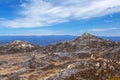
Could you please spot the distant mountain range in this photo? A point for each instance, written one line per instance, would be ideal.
(45, 40)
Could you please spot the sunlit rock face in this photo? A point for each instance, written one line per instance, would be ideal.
(85, 58)
(17, 46)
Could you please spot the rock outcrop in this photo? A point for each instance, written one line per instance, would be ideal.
(85, 58)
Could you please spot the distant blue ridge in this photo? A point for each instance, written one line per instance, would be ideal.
(45, 40)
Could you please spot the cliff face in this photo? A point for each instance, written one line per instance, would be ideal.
(17, 47)
(85, 58)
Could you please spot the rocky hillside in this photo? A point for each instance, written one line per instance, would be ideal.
(17, 47)
(85, 58)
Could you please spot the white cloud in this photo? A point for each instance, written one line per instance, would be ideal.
(104, 29)
(39, 13)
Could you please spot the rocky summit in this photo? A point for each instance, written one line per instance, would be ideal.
(85, 58)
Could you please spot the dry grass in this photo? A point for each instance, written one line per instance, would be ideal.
(115, 78)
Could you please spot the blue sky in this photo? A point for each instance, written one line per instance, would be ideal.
(60, 17)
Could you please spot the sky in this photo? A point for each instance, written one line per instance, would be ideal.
(60, 17)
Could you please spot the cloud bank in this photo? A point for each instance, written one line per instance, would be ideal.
(104, 29)
(40, 13)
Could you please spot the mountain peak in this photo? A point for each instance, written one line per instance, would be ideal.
(86, 35)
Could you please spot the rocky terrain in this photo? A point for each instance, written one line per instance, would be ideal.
(85, 58)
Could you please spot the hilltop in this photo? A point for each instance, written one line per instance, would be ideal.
(87, 57)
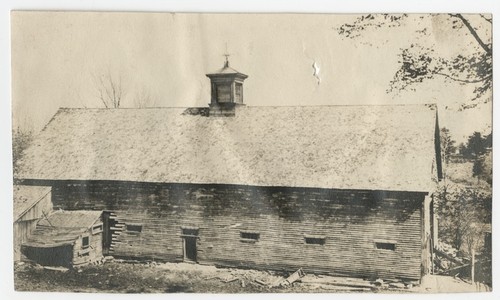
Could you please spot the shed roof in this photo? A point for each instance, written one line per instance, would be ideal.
(62, 228)
(343, 147)
(25, 197)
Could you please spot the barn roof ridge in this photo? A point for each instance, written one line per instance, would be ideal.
(375, 147)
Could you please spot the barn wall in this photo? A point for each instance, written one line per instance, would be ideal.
(350, 221)
(25, 225)
(82, 256)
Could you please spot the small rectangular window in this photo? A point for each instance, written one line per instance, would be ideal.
(315, 240)
(385, 246)
(247, 236)
(97, 228)
(85, 242)
(134, 227)
(190, 231)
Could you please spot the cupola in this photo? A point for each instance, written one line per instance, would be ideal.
(227, 90)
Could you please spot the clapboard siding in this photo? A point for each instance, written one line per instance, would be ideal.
(349, 220)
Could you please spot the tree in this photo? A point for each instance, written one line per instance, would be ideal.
(464, 213)
(447, 144)
(419, 63)
(476, 145)
(109, 88)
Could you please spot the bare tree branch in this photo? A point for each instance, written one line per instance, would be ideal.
(473, 32)
(485, 18)
(463, 80)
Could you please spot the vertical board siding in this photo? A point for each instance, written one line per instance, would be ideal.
(25, 225)
(349, 220)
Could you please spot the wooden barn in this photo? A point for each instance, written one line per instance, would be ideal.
(331, 189)
(66, 238)
(31, 203)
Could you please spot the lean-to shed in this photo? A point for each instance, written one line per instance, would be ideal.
(31, 203)
(66, 238)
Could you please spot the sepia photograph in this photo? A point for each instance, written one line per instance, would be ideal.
(159, 152)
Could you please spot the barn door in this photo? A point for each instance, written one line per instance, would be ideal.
(190, 237)
(108, 228)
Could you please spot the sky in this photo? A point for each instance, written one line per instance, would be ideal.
(57, 56)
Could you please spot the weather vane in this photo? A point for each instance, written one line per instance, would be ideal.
(226, 54)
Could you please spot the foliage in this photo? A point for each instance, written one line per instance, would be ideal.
(110, 89)
(21, 139)
(419, 63)
(464, 214)
(476, 145)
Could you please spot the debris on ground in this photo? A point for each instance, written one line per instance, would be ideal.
(157, 277)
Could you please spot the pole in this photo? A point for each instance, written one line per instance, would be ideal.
(473, 265)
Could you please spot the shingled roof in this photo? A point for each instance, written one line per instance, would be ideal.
(343, 147)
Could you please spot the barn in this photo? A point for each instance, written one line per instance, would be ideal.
(343, 190)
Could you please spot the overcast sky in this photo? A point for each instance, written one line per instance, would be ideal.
(56, 56)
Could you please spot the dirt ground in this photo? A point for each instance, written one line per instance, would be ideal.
(116, 276)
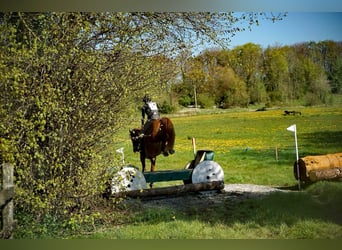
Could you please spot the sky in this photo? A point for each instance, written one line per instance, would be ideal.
(296, 27)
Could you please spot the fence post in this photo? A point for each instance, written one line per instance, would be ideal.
(7, 212)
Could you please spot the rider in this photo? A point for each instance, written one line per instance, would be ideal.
(150, 109)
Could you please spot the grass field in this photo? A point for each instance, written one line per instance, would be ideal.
(245, 143)
(251, 147)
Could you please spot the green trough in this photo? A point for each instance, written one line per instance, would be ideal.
(168, 175)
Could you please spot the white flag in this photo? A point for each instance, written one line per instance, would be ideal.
(292, 128)
(120, 150)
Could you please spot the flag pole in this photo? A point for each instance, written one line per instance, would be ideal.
(293, 128)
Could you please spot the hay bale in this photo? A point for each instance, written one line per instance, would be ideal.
(319, 167)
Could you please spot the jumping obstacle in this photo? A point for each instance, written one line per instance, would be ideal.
(200, 174)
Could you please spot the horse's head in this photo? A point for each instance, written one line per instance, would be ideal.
(136, 139)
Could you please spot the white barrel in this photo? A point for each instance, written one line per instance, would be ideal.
(127, 179)
(207, 171)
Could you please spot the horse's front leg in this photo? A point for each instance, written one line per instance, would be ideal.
(142, 160)
(153, 164)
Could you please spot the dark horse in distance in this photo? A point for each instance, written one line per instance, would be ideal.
(150, 145)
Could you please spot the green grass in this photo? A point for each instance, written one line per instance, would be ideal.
(245, 144)
(315, 213)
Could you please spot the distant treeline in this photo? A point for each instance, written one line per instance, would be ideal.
(306, 73)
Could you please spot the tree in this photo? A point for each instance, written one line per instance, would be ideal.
(276, 74)
(245, 60)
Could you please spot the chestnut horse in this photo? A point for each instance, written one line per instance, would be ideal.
(160, 132)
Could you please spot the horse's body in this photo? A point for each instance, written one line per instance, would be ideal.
(150, 145)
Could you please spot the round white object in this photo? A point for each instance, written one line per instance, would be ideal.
(207, 171)
(127, 179)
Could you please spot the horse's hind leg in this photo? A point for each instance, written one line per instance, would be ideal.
(153, 164)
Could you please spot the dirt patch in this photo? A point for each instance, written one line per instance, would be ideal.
(230, 193)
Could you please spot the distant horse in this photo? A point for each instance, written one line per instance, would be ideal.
(150, 145)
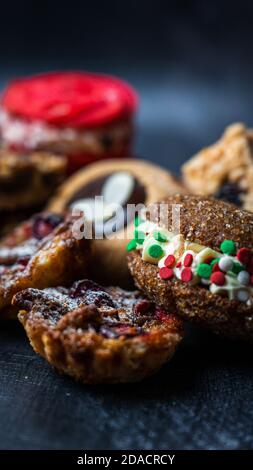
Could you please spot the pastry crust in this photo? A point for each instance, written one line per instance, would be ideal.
(109, 255)
(224, 169)
(208, 222)
(98, 335)
(29, 259)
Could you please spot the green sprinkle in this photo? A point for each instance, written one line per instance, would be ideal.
(131, 245)
(232, 274)
(215, 260)
(155, 251)
(204, 270)
(139, 236)
(228, 247)
(237, 267)
(137, 221)
(159, 237)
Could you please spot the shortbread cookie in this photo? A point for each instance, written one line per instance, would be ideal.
(119, 182)
(82, 115)
(98, 335)
(41, 252)
(224, 170)
(205, 272)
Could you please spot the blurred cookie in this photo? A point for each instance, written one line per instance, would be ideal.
(41, 252)
(28, 180)
(82, 115)
(96, 334)
(119, 182)
(225, 169)
(205, 272)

- WHAT TO PRODUCE -
Return each line exactly as written. Any picture gets left out.

- TASK ANSWER -
Could you please spot the distant mountain range in this photo? A point for each instance, written one line per instance, would be ideal.
(45, 40)
Could you please spot the sunlit rock face in this photo? A point for each instance, written one line per instance, would be ideal.
(85, 58)
(17, 46)
Could you please spot the rock outcrop in this photo? A point for each instance, written one line per instance, would be ideal.
(85, 58)
Could you please spot the distant blue ridge in this photo? A point for each instance, written one line per instance, would be ideal.
(45, 40)
Could you please spot the cliff face in this photo? A point for each instance, written one line per instance, would be ideal.
(17, 47)
(85, 58)
Could you please spot the rocky hillside in this photo? A point for each instance, written one line per instance, would be ideal.
(17, 47)
(85, 58)
Could you please spot the white cloud in this photo? A point for each instance, written one line per instance, would be ideal.
(104, 29)
(39, 13)
Could you please spot the rocky summit in this photo? A point for each instance, written one line per instance, would be ideal.
(85, 58)
Could you please spot the dry grass in this photo? A point for each instance, written one line per instance, would be ideal.
(115, 78)
Could you please spot the blue sky in this photo? A point for each instance, written one line per instance, would be ideal.
(60, 17)
Could you please spot the sky in this photo? A point for each instance, written one line per instance, would be ideal.
(60, 17)
Could you please spot the cloud bank in this photo? A point for each instance, written one line per instance, would be ideal.
(104, 29)
(40, 13)
Could you please spot the mountain peak in this photo? A point for each instance, written one line per instance, would be ideal.
(86, 35)
Could you please spot the rocky terrain in this photo? A point for each instance, written one line per instance, would be ideal.
(85, 58)
Could you please spot the hilltop in this photo? A point for each instance, written one line per instance, would be ideal.
(87, 57)
Could you please spot the shed roof in this photo? A point for each instance, written one line per instance, would be ideal.
(62, 228)
(343, 147)
(25, 197)
Could you please spot the barn roof ridge in this photo? A point for each instance, written one line per instance, would be ideal.
(375, 147)
Could you please spot the barn wall in this photo? A point for each instance, written one line per instance, would be ideal.
(350, 221)
(25, 225)
(82, 256)
Could you please spot the small rectangular window in this photo? A point for each instance, written one line per instance, would be ideal.
(315, 240)
(385, 246)
(247, 236)
(97, 228)
(85, 242)
(134, 227)
(190, 231)
Could you please spot the cupola in this photo? A point for each instance, written one line per instance, would be ideal.
(227, 90)
Could you please spot the clapboard siding in this photo? A point for each instance, written one line per instance, would be ideal.
(349, 220)
Could you please spot the tree in this photo? A point for each instance, written one line per instance, would be ideal.
(464, 213)
(447, 144)
(419, 63)
(476, 145)
(109, 88)
Could you please spot the bare tree branch in this photo? A point for each instance, written one line per instance, would be ideal.
(473, 32)
(485, 18)
(463, 80)
Could you please spot the vertical board siding in this photo? A point for each instance, written one line per instance, would be ideal.
(25, 225)
(349, 220)
Could you please spot the wooden barn in this photo? A point for each instance, written one line per instance, would be ideal.
(331, 189)
(66, 238)
(31, 203)
Could you please spot the lean-to shed in this photo? A point for each instance, written one line per instance, would be ideal.
(31, 203)
(66, 238)
Could you please spot the sepia photograph in this photo? A point for each instance, written one line per instance, would be ideal.
(159, 152)
Could you please spot the barn door in this photo? A point for each instance, written one line per instance, would be ideal.
(190, 237)
(108, 228)
Could you please spot the sky in this photo? A point for each instance, written one line per instance, would be ideal.
(57, 56)
Could you please spot the weather vane in this photo? A point for each instance, written one line per instance, would be ideal.
(226, 54)
Could you please spot the foliage in this photo? A point for each instance, written one line per instance, would be ideal.
(110, 89)
(21, 139)
(419, 63)
(464, 214)
(476, 145)
Could you please spot the debris on ground in this photo? A point for each instance, written one line per instance, would be ideal.
(157, 277)
Could you please spot the pole in this photo? A point for each instance, written one line per instance, would be ideal.
(473, 265)
Could you please spot the shingled roof in this photo? A point for each instance, written one line per instance, would be ideal.
(343, 147)
Could you please spot the barn in this photo? A point for each instance, written one line per instance, would be ideal.
(343, 190)
Could you please spot the overcast sky in this photo? A point for each instance, written one line per instance, would be ideal.
(56, 56)
Could you please spot the dirt ground in this photo? A point for each instance, written one line per instance, would be ideal.
(116, 276)
Could you please spot the sky in this photo? A point for each instance, written one line per instance, would be ideal.
(296, 27)
Could you please spot the fence post in this photo? A point for each instance, written one line per instance, would be ideal.
(7, 212)
Could you please spot the rider in this photo? A point for each instance, written one line per instance, would be ideal.
(150, 109)
Could you please spot the grass field in this photo? A point for each instance, written one line per instance, would be ideal.
(245, 143)
(251, 147)
Could you please spot the green trough in this photo? A point for each instance, written one line per instance, would be ideal.
(168, 175)
Could you please spot the white flag in this photo? A point for each instance, written one line per instance, would be ideal.
(292, 128)
(120, 150)
Could you please spot the flag pole in this photo? A point for each instance, written one line per instance, would be ideal.
(293, 128)
Could you please spot the hay bale in this photo? A point for each instance, written one line per instance, would be ideal.
(319, 167)
Could you please spot the jumping obstacle in this photo? A point for each instance, written one line per instance, would be ideal.
(200, 174)
Could you please spot the horse's head in this photo? A point for each instance, written one line per instance, would be ideal.
(136, 139)
Could you please spot the white barrel in this photo? A point for each instance, written one line per instance, would be ideal.
(127, 179)
(207, 171)
Could you please spot the horse's front leg in this photo? A point for each instance, written one line per instance, would be ideal.
(142, 160)
(153, 164)
Could you please spot the dark horse in distance in this photo? A point for each instance, written one line per instance, would be ideal.
(150, 145)
Could you please spot the green grass in this photo? A point for each instance, written one line per instance, would be ideal.
(245, 144)
(315, 213)
Could you please spot the distant treeline in this photo? A point for each instance, written one line per instance, would be ideal.
(306, 73)
Could you please spot the tree in this photo? A point for each instance, written one line per instance, would be ideal.
(276, 74)
(245, 60)
Could you please spot the chestnut horse in this photo? A point for each instance, written one line per instance, would be ideal.
(160, 132)
Could you please spot the horse's body in this photo? A point for each instance, written one line per instance, would be ideal.
(150, 145)
Could you please spot the round white object in this photo? A point for each instance, written one line per instance, would be ideal.
(207, 171)
(127, 179)
Could you please spot the horse's hind leg in this photo? A point for each instance, written one line per instance, would be ideal.
(153, 164)
Could you please spot the dirt patch in this photo? A point for each instance, written one line per instance, would be ideal.
(230, 193)
Could you please spot the distant horse in this photo? A point for each instance, written one line per instance, would be ideal.
(150, 145)
Could you please spot the pastry crust in this photo? A point for each instance, written one line per instance, would be ideal.
(109, 255)
(224, 169)
(208, 222)
(98, 335)
(29, 259)
Could you please spot the green sprinkle in this photo? A point for each instance, written one line per instance, would be ideal.
(131, 245)
(232, 274)
(215, 260)
(155, 251)
(204, 270)
(139, 236)
(228, 247)
(237, 267)
(137, 221)
(159, 237)
Could you please spot the shortbread cookie in this photo? A point for each instance, written one line per instance, would be ideal.
(119, 182)
(82, 115)
(98, 335)
(41, 252)
(224, 170)
(205, 272)
Could you please spot the blurred cookie in this photo? A point for each instance, written one line per instance, would be ideal.
(41, 252)
(28, 180)
(82, 115)
(96, 334)
(119, 182)
(225, 169)
(205, 272)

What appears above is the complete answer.